== GIVEN DATA ==
++++++
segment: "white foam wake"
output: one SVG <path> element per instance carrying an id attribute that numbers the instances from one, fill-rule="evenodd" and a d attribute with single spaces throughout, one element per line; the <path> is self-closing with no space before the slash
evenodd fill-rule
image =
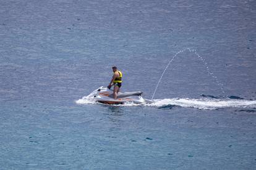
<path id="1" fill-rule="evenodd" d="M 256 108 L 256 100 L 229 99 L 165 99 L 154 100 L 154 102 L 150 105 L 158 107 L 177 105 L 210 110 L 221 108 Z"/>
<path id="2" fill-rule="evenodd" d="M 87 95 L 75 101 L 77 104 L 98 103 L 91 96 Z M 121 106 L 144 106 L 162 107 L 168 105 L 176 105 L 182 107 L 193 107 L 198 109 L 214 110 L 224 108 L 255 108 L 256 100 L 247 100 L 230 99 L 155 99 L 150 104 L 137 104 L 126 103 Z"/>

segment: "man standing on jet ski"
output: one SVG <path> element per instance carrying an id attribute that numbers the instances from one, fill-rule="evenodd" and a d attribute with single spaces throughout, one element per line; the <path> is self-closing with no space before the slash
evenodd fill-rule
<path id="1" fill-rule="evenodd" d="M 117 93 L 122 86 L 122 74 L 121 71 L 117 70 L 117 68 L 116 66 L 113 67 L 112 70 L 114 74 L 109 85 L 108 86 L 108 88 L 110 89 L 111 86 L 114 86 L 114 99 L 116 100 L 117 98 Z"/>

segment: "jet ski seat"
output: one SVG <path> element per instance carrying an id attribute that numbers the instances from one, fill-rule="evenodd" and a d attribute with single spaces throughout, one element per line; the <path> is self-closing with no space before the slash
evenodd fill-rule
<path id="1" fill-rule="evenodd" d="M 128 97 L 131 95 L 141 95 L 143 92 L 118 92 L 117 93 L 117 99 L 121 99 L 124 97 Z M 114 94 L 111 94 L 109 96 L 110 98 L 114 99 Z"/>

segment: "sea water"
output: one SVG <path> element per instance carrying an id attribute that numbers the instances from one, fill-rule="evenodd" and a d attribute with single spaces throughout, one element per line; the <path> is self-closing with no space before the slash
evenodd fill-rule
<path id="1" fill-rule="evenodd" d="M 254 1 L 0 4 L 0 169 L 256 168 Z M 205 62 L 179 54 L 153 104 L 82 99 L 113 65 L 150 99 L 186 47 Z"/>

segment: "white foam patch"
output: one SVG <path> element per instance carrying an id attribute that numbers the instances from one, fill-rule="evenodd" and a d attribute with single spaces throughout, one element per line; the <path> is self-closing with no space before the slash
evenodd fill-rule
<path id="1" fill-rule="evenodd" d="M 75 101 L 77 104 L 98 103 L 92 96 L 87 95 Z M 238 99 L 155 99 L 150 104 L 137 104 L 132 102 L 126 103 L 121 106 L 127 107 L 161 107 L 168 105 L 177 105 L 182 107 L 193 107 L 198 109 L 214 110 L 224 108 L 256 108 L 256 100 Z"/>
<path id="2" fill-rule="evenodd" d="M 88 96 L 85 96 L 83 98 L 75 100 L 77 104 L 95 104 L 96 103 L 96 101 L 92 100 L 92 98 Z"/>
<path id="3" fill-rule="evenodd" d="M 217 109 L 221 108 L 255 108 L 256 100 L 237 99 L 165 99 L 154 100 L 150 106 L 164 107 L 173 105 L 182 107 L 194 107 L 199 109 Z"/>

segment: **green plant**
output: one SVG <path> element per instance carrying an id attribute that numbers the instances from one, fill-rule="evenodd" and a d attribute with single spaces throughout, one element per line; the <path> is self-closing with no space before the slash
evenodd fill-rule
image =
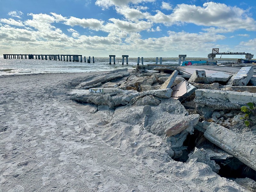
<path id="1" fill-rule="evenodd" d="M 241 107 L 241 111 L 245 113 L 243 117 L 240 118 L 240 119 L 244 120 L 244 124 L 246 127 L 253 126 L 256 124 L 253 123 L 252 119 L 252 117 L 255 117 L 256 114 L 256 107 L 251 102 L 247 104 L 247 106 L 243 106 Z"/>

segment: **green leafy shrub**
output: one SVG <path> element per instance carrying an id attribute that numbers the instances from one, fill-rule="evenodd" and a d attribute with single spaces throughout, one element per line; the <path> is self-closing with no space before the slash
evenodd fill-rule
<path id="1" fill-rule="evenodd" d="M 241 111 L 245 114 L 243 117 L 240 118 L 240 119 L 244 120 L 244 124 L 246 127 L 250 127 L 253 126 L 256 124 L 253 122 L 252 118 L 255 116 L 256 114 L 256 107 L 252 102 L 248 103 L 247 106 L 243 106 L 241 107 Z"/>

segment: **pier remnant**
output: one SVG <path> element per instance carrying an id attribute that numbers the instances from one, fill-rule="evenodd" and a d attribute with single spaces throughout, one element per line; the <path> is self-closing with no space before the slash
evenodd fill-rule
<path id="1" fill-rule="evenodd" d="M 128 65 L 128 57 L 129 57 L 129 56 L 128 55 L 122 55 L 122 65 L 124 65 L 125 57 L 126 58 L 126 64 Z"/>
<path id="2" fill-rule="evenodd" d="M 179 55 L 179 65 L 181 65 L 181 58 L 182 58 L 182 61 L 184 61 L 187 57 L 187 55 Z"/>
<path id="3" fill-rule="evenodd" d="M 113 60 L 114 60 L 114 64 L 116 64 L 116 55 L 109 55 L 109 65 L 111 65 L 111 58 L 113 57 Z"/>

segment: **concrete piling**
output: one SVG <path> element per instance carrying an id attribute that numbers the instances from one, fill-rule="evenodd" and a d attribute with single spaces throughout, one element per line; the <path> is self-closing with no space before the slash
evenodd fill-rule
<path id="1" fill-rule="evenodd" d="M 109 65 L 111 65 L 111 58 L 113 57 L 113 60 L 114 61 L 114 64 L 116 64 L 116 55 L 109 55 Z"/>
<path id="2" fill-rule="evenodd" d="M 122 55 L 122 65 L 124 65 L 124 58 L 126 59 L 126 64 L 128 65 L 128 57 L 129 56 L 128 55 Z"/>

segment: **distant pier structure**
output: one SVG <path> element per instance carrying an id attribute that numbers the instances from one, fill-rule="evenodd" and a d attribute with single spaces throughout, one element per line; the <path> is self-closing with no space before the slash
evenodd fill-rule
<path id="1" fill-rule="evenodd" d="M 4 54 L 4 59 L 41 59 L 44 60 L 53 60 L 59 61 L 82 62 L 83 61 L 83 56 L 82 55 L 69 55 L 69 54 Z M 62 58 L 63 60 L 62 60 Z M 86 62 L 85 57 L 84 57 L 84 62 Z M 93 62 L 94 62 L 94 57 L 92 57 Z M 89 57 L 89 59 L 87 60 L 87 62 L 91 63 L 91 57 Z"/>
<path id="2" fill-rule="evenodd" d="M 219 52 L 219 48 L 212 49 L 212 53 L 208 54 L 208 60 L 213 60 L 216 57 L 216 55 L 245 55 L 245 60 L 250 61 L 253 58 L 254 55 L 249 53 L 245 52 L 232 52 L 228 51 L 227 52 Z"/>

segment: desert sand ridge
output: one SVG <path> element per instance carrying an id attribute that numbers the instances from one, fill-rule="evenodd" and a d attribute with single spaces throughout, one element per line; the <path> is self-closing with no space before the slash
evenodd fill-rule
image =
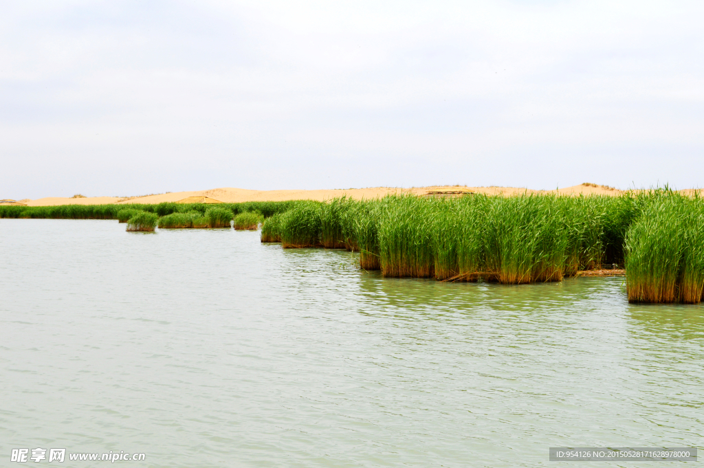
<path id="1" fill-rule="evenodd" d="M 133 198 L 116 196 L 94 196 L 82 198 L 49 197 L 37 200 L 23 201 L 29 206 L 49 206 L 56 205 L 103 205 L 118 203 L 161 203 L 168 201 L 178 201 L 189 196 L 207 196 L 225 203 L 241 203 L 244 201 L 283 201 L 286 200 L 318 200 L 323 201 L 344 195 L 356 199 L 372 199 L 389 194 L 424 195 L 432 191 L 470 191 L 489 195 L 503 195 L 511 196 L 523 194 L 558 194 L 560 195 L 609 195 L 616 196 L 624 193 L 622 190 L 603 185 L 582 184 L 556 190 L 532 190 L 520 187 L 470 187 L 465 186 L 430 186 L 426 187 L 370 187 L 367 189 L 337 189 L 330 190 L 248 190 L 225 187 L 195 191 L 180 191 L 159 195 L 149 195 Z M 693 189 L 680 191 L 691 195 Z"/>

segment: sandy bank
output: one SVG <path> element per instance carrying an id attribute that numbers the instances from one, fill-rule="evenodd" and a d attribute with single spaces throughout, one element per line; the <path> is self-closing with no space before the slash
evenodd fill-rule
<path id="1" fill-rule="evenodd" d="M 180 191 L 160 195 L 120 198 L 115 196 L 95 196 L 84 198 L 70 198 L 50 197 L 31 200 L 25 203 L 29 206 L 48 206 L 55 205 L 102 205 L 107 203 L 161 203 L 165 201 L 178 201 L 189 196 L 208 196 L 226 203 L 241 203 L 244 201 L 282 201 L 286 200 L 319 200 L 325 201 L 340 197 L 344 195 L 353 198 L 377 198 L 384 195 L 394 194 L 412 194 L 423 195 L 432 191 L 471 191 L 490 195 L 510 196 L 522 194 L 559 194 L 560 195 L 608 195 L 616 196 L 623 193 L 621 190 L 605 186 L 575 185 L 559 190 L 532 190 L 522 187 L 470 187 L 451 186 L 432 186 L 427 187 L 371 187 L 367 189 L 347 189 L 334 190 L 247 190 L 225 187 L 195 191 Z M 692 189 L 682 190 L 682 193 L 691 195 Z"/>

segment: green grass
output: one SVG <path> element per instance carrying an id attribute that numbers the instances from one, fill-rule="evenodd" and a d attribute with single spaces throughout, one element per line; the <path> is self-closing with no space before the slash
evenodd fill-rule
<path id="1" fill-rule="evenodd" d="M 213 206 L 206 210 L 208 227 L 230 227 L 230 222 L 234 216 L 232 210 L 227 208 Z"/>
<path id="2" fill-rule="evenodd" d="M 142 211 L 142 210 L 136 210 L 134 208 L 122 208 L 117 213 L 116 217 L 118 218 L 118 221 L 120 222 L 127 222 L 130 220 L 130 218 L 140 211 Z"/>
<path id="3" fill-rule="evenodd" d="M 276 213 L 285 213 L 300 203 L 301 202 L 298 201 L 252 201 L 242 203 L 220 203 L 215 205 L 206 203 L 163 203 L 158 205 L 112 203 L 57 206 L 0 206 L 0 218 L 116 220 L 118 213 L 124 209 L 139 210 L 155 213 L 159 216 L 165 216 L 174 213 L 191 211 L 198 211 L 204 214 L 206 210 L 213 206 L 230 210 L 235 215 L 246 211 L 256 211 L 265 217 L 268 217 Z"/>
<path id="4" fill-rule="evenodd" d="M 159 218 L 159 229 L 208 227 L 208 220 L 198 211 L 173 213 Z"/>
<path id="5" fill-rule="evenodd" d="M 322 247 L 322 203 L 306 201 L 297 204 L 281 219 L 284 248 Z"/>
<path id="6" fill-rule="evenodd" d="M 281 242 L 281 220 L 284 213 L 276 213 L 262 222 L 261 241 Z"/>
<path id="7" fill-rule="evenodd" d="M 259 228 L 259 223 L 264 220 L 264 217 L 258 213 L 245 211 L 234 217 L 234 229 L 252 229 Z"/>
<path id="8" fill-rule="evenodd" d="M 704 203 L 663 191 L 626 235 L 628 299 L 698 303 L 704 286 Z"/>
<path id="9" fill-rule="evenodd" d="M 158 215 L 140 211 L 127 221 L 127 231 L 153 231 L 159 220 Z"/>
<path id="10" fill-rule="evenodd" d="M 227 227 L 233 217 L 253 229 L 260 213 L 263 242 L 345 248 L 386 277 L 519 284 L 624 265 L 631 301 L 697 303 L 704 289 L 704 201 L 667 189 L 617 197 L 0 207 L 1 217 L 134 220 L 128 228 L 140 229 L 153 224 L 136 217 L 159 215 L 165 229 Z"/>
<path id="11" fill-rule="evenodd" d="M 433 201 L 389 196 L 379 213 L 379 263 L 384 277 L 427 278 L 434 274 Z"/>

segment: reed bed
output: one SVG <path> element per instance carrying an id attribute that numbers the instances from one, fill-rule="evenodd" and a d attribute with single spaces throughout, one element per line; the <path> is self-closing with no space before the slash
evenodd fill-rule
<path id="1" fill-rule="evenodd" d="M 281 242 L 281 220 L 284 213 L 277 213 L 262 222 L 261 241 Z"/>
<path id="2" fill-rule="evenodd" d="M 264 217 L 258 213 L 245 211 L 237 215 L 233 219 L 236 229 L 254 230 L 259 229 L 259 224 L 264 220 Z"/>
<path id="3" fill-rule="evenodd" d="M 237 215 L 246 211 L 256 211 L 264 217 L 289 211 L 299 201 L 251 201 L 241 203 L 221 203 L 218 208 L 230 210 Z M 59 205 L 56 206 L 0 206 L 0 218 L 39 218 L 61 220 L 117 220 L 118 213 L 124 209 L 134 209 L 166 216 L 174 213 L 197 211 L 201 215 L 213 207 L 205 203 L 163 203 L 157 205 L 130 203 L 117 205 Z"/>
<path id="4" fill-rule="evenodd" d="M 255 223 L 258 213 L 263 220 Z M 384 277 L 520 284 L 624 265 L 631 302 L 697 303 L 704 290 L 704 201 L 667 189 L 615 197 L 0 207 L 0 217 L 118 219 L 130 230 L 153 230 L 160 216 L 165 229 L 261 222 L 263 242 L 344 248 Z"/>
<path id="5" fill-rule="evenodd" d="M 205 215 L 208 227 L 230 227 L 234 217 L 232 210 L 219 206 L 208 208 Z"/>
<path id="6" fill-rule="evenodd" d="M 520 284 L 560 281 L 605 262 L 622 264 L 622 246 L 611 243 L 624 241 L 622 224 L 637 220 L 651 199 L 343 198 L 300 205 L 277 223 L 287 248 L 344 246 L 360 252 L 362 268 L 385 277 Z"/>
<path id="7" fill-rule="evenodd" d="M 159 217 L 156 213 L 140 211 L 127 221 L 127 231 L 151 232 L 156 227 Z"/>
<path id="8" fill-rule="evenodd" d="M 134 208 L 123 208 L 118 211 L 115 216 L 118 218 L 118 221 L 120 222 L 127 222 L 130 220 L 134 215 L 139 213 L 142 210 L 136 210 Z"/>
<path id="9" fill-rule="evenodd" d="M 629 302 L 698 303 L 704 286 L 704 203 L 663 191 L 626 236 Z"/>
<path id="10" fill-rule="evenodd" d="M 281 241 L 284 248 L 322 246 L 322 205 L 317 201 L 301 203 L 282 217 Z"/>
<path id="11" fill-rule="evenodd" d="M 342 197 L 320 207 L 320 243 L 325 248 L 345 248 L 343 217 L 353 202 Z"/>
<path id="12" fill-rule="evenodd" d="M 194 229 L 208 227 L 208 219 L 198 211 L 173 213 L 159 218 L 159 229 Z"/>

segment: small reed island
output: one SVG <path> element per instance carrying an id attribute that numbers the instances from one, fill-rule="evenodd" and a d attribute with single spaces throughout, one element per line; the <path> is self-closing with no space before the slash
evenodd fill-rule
++++++
== THE EXERCISE ==
Locate "segment: small reed island" in the data above. Then repeat, exactly, its line and each line after it through the last, adding nothing.

== WORKED ANSWER ==
segment: small reed island
output: one SVG <path> element per instance carrying an id attribute that numbers the instances from one, fill-rule="evenodd" and a d attribute with single spaces throughout, one element per line; the <path> is self-closing with no space before the slash
evenodd fill-rule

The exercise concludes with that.